In the spectrum of financial intermediation (compared to debt, personal financing, and public equity), PE firms provide equity and represent high-net-worth individuals (and increasingly institutions). By its very nature, it’s capital with high risk appetite and searching for high returns. Further, the high fees demanded by its managers, add to the returns expectations. Can the kinds of essential services like those mentioned above command the sort of margins to justify these return expectations?
If not, then the only way the returns will be generated would be by asset stripping and squeezing the firm’s cash inflows and passing the parcel till it becomes insolvent. The incentives of the PE fund managers and investors are aligned towards pursuing such practices. This blog itself has documented several examples from recent times of such practices.
Most of the services of the kind mentioned above demand some form of personal connect. The family-owned provisioning of these services provided some neighbourly personalised touch that disappears with the distant ownership by PE investors and their fund managers. The PE fund managers invariably rely on the standard approach of giving targets for the number of customers served and their unit efficiency of service, and minimising the cost of this service delivery while maximising the prices. It’s impossible to do all this and also maintain quality and the personalised care.
Finally, the nature of the PE ownership almost eliminates any fiduciary relationship between the company owners and its customers, employees, and communities. The single-minded pursuit of cost minimisation and profit maximisation leaves both customers and employees worse off. The diffused ownership, portfolio approach of PE funds, and their outsourced management also mean that the PE firm can cut losses and exit a company with fewer restraints and costs.
As to what’s driving this kind of capital, I can think of two important contributors - ultra-cheap capital and regulatory arbitrage. Since the Global Financial Crisis (or perhaps since the turn of the millennium), barring limited periods, the advanced economies led by the US have experienced extraordinary monetary accommodation by central banks.
The low interest rates were a big boost to the PE business model that relies on extensive use of leverage to juice up returns. It also allowed PE firms to attract massive volumes of capital from both wealthy individuals and institutional investors (searching for yield in times of low fixed-income returns), which in turn found its way into these newer and stable return market segments.
Spurred by imperatives like financial market regulation, trade standards, and addressing climate change, governments have become more invasive over the last two decades in terms of regulations and compliances. Accordingly, the costs of being a small business (and a public limited company) have steeply risen whereas the advantages of being a privately held company have increased just as sharply. This attractive regulatory arbitrage opportunity even incentivizes firms to remain private and exit the public markets.
As long as PE was confined to a few sectors and its investors were just ultra-high-net-worth individuals, it might have been all right to allow light-touch regulations. But with PE ownership expanding its roots across the economy and with institutional investors like pension funds and insurers contributing an increasing share of PE investments, there’s a greater case for regulation of PE firms on similar lines as public capital. In fact, with an increasing share of capital from tightly regulated institutions, it may no longer be appropriate to even describe PE as private capital.

(Stored data)
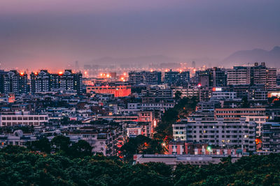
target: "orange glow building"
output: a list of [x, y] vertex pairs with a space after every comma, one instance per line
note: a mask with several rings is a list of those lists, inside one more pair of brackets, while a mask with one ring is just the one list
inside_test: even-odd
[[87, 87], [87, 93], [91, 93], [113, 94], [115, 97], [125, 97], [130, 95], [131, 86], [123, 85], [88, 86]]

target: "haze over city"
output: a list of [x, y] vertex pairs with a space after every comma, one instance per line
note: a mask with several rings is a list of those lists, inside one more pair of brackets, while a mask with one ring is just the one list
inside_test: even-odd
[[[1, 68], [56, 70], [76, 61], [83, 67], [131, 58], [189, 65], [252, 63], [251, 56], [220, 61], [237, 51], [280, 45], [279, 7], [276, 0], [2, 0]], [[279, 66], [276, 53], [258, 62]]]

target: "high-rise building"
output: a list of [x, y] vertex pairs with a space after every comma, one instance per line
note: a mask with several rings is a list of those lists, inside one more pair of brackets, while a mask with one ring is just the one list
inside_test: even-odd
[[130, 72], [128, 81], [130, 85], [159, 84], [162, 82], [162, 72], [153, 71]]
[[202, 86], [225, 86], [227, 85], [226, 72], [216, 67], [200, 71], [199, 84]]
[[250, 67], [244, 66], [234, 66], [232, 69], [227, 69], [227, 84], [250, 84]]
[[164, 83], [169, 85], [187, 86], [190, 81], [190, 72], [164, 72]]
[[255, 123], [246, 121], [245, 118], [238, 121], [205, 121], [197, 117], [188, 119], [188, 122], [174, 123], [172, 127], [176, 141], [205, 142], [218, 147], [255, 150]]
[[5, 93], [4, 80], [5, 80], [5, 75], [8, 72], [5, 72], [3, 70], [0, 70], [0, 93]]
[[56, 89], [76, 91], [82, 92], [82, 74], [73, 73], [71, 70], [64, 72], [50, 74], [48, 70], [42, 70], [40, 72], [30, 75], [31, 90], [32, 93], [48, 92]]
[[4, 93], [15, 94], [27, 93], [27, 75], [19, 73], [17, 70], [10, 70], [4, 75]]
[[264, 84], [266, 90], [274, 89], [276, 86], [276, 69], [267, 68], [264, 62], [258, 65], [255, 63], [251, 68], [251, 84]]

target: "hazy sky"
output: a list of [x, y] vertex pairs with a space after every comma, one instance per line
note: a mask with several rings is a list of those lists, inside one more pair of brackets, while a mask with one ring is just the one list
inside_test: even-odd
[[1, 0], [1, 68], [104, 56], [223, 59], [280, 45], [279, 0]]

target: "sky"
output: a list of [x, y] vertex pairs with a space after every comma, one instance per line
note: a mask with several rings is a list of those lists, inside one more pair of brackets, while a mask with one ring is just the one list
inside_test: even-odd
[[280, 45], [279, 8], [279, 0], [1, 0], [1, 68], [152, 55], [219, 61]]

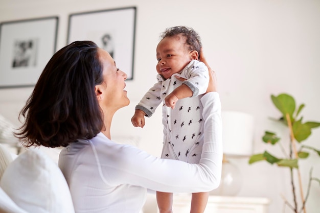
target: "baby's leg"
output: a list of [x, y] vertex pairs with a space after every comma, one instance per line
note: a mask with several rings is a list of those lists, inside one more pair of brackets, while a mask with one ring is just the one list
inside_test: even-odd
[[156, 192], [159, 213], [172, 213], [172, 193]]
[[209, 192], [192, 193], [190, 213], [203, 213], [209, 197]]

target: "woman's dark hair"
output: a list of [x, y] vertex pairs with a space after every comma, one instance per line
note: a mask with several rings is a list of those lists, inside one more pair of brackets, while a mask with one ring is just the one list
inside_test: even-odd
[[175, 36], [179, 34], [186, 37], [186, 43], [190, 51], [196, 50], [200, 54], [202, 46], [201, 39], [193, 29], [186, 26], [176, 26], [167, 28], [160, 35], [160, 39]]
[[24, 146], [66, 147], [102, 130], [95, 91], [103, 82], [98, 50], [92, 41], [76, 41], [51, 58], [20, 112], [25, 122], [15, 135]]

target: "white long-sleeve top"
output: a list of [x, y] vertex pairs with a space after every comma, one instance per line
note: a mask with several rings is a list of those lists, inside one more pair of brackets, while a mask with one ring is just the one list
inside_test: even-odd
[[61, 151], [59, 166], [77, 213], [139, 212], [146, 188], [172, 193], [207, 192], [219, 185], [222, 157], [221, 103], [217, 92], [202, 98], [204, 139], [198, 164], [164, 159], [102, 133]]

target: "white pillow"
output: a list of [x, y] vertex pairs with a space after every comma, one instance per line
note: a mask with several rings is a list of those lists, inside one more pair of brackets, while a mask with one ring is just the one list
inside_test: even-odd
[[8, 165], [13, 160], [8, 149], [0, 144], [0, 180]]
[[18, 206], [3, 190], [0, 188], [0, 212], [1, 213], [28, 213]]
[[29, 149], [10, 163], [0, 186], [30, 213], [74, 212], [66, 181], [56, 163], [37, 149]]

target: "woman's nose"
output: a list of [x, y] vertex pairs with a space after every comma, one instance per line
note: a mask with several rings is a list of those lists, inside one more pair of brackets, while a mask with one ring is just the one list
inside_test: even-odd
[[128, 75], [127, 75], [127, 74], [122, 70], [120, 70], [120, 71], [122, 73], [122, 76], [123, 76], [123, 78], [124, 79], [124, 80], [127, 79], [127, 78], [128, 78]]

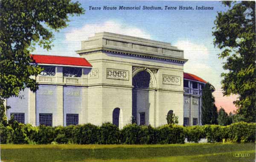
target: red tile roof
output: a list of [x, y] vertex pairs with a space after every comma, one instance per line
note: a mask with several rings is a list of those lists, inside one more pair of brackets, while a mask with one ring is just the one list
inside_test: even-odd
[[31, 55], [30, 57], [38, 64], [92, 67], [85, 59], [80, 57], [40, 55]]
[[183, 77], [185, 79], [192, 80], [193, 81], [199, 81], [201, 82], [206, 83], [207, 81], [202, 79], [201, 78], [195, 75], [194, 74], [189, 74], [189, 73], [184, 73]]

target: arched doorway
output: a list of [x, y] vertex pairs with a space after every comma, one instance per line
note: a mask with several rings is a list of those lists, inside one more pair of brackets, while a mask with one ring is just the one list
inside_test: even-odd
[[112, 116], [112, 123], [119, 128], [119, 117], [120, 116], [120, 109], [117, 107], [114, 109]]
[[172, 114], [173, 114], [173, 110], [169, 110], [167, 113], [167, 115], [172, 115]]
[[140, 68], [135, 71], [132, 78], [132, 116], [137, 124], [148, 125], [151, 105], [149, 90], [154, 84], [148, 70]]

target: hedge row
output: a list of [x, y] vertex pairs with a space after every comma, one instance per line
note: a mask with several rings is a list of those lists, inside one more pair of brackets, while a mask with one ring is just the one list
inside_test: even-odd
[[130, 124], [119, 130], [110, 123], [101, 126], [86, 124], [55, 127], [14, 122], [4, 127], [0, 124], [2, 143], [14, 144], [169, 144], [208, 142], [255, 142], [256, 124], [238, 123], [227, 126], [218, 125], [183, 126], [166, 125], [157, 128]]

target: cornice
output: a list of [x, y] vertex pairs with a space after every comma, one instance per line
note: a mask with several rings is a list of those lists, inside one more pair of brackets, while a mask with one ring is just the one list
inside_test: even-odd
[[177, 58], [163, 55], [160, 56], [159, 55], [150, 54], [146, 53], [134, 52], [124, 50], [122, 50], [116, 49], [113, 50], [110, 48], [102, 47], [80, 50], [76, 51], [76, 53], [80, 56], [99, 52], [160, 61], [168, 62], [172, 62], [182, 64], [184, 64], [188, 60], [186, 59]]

**Task to complete**
Can you set down the passage on private equity, from "Finally, the nature" up to and including "restraints and costs.", word for word?

**Response to the exercise**
Finally, the nature of the PE ownership almost eliminates any fiduciary relationship between the company owners and its customers, employees, and communities. The single-minded pursuit of cost minimisation and profit maximisation leaves both customers and employees worse off. The diffused ownership, portfolio approach of PE funds, and their outsourced management also mean that the PE firm can cut losses and exit a company with fewer restraints and costs.